Count how many lines in the records below contain the word "heron", and reply with only that number.

Working data.
(begin)
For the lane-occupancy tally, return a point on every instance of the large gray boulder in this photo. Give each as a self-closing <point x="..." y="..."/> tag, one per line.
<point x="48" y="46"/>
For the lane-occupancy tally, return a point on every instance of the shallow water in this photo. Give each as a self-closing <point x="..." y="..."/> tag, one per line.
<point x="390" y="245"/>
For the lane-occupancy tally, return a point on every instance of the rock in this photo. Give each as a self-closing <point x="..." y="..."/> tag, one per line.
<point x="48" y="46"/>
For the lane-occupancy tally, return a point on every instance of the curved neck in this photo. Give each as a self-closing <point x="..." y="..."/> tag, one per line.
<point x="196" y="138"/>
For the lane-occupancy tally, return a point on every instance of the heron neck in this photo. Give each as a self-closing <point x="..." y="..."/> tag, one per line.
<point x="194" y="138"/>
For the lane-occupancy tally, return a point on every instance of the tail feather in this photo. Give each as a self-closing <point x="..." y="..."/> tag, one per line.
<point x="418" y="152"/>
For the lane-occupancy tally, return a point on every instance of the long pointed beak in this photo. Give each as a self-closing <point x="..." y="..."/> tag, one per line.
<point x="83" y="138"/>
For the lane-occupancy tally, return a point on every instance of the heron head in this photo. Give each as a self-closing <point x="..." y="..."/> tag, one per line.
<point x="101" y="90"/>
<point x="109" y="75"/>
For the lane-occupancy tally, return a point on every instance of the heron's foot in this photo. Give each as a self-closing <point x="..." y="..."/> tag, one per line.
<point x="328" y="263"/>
(end)
(begin)
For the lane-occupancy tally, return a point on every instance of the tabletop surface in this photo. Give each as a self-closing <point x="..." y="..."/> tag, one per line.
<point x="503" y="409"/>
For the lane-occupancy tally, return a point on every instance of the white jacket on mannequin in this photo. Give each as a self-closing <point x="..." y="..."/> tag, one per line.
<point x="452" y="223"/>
(end)
Completed exercise. 3